• PROBLEM DETAILS: Arrange every line of the entries below as a JSON list of strings, one string per line. Skip blank lines and leave the pictures out.

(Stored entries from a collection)
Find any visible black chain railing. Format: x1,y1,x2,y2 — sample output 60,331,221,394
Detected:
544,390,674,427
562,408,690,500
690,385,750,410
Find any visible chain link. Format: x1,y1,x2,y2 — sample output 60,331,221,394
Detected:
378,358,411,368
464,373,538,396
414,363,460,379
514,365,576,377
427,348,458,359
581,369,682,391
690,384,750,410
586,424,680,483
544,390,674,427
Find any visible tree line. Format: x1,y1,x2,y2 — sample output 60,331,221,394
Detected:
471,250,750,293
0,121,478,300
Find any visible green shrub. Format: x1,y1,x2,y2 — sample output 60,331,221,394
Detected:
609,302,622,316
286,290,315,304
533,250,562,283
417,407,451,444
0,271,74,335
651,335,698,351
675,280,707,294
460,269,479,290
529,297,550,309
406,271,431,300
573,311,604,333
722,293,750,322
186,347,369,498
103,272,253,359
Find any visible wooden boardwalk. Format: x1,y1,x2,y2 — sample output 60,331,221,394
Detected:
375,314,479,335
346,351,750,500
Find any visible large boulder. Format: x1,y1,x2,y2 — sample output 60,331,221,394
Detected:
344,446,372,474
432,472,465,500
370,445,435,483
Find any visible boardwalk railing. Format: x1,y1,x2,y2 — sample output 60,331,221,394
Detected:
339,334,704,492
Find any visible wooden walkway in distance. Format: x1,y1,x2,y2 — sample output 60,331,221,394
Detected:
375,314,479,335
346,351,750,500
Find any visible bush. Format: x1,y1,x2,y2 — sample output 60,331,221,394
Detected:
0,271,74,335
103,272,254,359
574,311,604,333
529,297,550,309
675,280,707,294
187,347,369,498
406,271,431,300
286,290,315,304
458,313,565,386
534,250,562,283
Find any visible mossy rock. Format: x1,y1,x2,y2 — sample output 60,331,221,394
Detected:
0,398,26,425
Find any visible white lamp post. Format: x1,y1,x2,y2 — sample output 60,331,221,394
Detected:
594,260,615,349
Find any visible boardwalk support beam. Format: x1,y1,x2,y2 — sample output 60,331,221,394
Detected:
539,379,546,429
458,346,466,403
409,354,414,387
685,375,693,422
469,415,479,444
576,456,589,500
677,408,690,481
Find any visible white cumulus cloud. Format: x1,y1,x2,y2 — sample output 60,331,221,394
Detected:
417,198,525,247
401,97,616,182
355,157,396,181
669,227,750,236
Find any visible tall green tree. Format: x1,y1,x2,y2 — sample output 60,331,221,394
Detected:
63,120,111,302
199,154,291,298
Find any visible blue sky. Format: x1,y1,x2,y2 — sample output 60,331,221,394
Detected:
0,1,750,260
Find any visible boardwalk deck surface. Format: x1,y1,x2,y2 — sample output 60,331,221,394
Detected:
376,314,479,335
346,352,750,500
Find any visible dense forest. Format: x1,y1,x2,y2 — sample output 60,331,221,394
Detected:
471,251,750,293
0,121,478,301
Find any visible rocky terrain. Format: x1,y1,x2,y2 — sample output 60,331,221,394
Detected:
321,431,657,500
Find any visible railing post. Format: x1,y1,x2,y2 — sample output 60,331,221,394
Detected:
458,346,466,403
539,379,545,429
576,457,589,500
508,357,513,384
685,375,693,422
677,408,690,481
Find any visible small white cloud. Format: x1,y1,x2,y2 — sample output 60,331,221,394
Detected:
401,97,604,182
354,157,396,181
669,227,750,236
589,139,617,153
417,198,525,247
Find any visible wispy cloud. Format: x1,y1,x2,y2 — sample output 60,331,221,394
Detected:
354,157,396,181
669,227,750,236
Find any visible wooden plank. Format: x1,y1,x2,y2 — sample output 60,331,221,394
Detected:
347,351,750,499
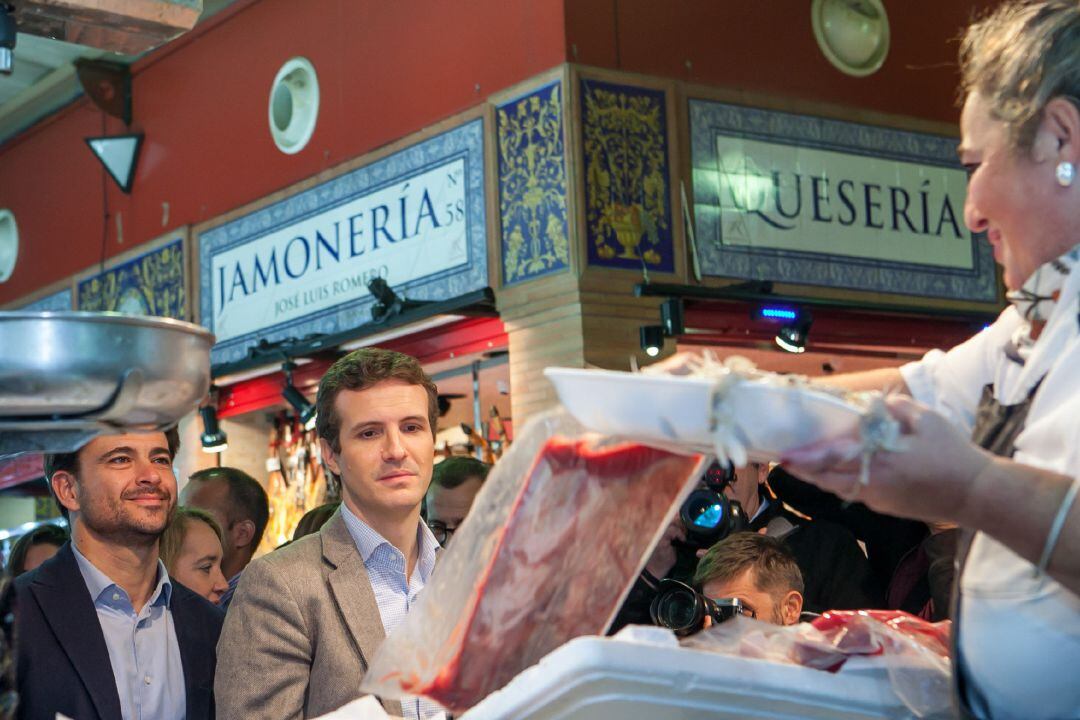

• OUTPUT BELOW:
[
  "Find any visible black chain railing. Format: x1,y1,x2,y2 — sample output 60,331,221,394",
  "Detected:",
  "544,390,674,427",
  "562,408,690,500",
  "690,385,750,410",
  "Find any visible chain link. Format: x1,y1,x2,y2 — sample output 60,331,221,394",
  "Detected:",
  "378,358,411,368",
  "464,373,538,396",
  "414,363,460,379",
  "514,365,576,377",
  "427,348,458,359",
  "581,369,682,391",
  "690,384,750,410",
  "586,424,680,483",
  "544,390,674,427",
  "Find any visible tree line. Format: x1,y1,x2,y2 — sample output 60,331,221,394",
  "Detected:",
  "471,250,750,293",
  "0,121,478,300",
  "Find any visible green shrub. Format: x1,y1,x2,y2 — sample output 60,331,221,394",
  "Detected:",
  "609,302,622,316",
  "286,290,315,304",
  "533,250,562,283",
  "417,407,451,444",
  "0,271,74,335",
  "651,335,698,351",
  "675,280,707,294",
  "460,269,479,290",
  "529,297,550,309",
  "406,271,431,300",
  "573,311,604,333",
  "722,293,750,322",
  "186,347,369,498",
  "103,272,253,359",
  "Find any visible wooden boardwalk. Format: x1,y1,x2,y2 — sample output 60,331,221,394",
  "Detected:",
  "375,314,479,335",
  "346,351,750,500",
  "Find any visible large boulder. Format: x1,y1,x2,y2 — sample output 60,331,221,394",
  "Detected:",
  "344,446,372,474",
  "432,472,465,500",
  "370,445,435,483",
  "Find any visible boardwalk railing. Format: x1,y1,x2,y2 — sample output 60,331,221,394",
  "Detected:",
  "339,334,704,492",
  "Find any visible wooden walkway in distance. Format: x1,y1,x2,y2 — sample output 60,331,221,394",
  "Detected:",
  "375,314,479,335",
  "346,351,750,500",
  "Find any visible bush. Format: x1,y1,x2,y2 — sample output 60,331,221,394",
  "Detected:",
  "0,271,74,335",
  "103,272,254,359",
  "574,311,604,333",
  "529,297,550,309",
  "675,280,707,294",
  "187,347,369,498",
  "406,271,431,300",
  "286,290,315,304",
  "458,313,565,386",
  "534,250,562,283",
  "Find any visible mossy rock. Format: x1,y1,x2,y2 — sample output 60,331,221,394",
  "Detected:",
  "0,398,26,425",
  "Find any visible white lamp post. Format: x1,y1,x2,y2 — sample output 60,331,221,394",
  "Detected:",
  "594,260,615,349",
  "Find any visible boardwalk support beam. Format: x1,y1,x2,y2 — sample output 60,331,221,394",
  "Detected:",
  "539,379,546,429",
  "458,346,466,403",
  "409,354,414,387",
  "685,375,693,422",
  "469,415,479,444",
  "576,456,589,500",
  "677,408,690,481",
  "Find any visible white cumulus cloud. Format: x1,y1,x2,y2 — sample output 60,331,221,394",
  "Detected:",
  "417,198,525,247",
  "401,97,616,182",
  "355,157,396,181",
  "669,227,750,236",
  "Find any visible tall green tree. Format: x1,y1,x2,y2 — sample output 60,331,221,394",
  "Detected:",
  "63,120,111,302",
  "199,154,291,298",
  "Find any visible blue sky. Format: x1,y1,x2,y2 — sample output 60,331,221,394",
  "Detected:",
  "0,1,750,260",
  "Find any visible boardwalk deck surface. Format: x1,y1,x2,y2 — sample output 60,331,221,394",
  "Detected:",
  "376,314,479,335",
  "346,352,750,500",
  "Find any visible dense forest. Format: x1,y1,x2,y2 — sample output 60,331,221,394",
  "Detected:",
  "471,251,750,293",
  "0,121,478,301",
  "Find any visible rocky terrain. Format: x1,y1,x2,y2 — sample output 60,331,221,394",
  "Detected:",
  "321,431,657,500",
  "Find any visible railing post. Format: x1,y1,x2,y2 — sample output 60,331,221,394",
  "Detected:",
  "458,346,466,403",
  "539,379,545,429",
  "576,457,589,500",
  "508,357,513,384",
  "685,375,693,422",
  "677,408,690,481",
  "Find any visible small white cloud. Format: x1,y1,x2,y2 — sample output 60,331,221,394",
  "Detected:",
  "401,97,604,182",
  "354,157,396,181",
  "669,227,750,236",
  "589,139,617,153",
  "417,198,525,247",
  "Find any visible wispy cloud. Format: x1,y1,x2,y2 — sample output 60,331,221,394",
  "Detected:",
  "354,157,396,181",
  "669,227,750,236",
  "Find any visible wooden plank. Format: x1,y1,x2,y2 — sample output 60,331,221,394",
  "Detected:",
  "347,351,750,499"
]